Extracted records
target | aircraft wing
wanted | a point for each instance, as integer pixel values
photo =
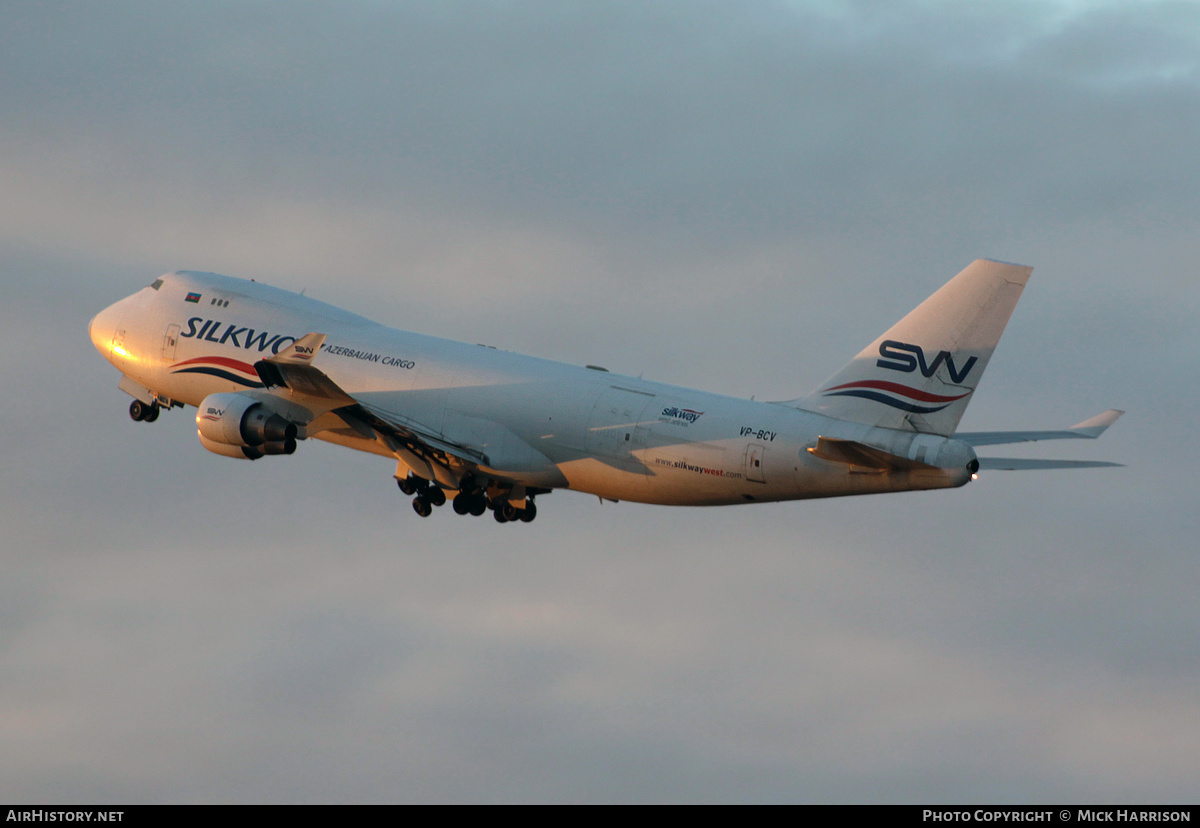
(852, 453)
(1089, 429)
(419, 447)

WHAT YOU NEED TO DO >>
Rewrite the material above with "aircraft" changed to "airplane" and nothing else altered. Leave out the pictures.

THE RESPONSE >>
target | airplane wing
wanted | a point for each instance, as integer pixel values
photo =
(852, 453)
(1089, 429)
(419, 447)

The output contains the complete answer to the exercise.